◆ **EXCERPT**:
|---|

Basically, the velocity profile of the electro-kinetic flow driven only by an applied electric potential should be shaped as a “plug”. But, Kim et al.[4]observed fast moving vortices in the depletion zone at the positively charged end of the nano-channel array in their hybrid micro/nano-channel chip. They noticed that the front of the depletion zone in the microchannel was like “meniscus” as driven by pressure. This parabolic concentration front in the microchannel was also observed and studied by Yu and Silber-Li[5]. These experimental results indicate that there is an induced pressure in the pure electro-kinetic flow. Jin et al.[6]presented a numerical model based on the Navier-Stokes equation and the Nernst-Planck equation to simulate the flow in a hybrid micro/nano-channel and found that an induced pressure did exist across the micro/nano-channel junction. The associated vortex flow and the induced pressure in the micro/ nano-channel junction were studied by several authors[7-9]. The vortex flows were visualized experimentally, but without the induced pressure distribution being observed in the nanochannel. It is extremely difficult to directly measure the induced pressure distribution in the micro/nano-channel. The present study focuses on the direct observation of this induced pre-ssure field, especially, in the nano-channel.

The propagation of the fluorescence in an array of nano-channels was observed in the present experiments. The observation results, as shown in Section 2, indicate that the propagation lengths in each channel of the nano array are different and an analogous parabolic front is established across the entire array. It is demonstrated that the induced pressure distribution at the micro/nano-channel junction drives the fluorescence propagation passing through the nanoarray. In Section 3, two hypotheses are proposed for analyzing the induced pressure based on the Navier-Stokes (N-S) equation and the Nernst-Planck equation, accompanying with the results of a transient 2-D numerical simulation. The last section is the conclusion.

|---|

Records excerpted from a collection:
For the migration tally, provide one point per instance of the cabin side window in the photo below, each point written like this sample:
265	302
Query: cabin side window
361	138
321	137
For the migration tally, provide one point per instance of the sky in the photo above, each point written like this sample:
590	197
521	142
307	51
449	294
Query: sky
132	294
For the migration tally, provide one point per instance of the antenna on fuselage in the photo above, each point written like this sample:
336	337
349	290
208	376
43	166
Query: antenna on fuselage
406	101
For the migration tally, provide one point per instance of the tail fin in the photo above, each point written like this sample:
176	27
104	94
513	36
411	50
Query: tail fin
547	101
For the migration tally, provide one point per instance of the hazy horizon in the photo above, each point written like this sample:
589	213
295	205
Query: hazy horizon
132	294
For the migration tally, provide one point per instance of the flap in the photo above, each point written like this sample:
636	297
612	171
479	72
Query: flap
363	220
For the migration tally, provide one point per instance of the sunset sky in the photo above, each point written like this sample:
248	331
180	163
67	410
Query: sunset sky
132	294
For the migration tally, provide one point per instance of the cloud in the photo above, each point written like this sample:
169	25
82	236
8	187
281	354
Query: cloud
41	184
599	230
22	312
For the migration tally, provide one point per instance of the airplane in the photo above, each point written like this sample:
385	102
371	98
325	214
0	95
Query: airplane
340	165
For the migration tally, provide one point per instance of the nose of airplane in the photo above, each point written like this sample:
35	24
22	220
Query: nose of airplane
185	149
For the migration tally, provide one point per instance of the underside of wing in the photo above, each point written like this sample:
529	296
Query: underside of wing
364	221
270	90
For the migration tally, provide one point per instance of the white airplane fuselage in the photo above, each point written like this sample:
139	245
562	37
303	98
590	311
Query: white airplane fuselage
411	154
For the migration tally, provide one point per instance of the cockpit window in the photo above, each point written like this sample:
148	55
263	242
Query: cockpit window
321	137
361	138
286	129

|---|

◆ **TASKS TO CARRY OUT**:
• a. Answer these questions from the excerpt on induced pressure:
(i) What shape should the velocity profile of electro-kinetic flow driven only by an applied electric potential have?
(ii) Which two equations was the numerical model of Jin et al. based on?
(iii) According to the observation results in Section 2, what kind of front is established across the entire nano array?
• b. Echo the excerpt on induced pressure word for word, between "The propagation of" and "is the conclusion.", inclusive.
• c. Translate this sentence from the excerpt on induced pressure into Spanish: "It is extremely difficult to directly measure the induced pressure distribution in the micro/nano-channel."

◆ **ANSWERS FOR THE TASKS**:
• a.
(i) A "plug" shape.
(ii) The Navier-Stokes equation and the Nernst-Planck equation.
(iii) An analogous parabolic front.

• b.
The propagation of the fluorescence in an array of nano-channels was observed in the present experiments. The observation results, as shown in Section 2, indicate that the propagation lengths in each channel of the nano array are different and an analogous parabolic front is established across the entire array. It is demonstrated that the induced pressure distribution at the micro/nano-channel junction drives the fluorescence propagation passing through the nanoarray. In Section 3, two hypotheses are proposed for analyzing the induced pressure based on the Navier-Stokes (N-S) equation and the Nernst-Planck equation, accompanying with the results of a transient 2-D numerical simulation. The last section is the conclusion.

• c. Es extremadamente difícil medir directamente la distribución de la presión inducida en el micro/nanocanal.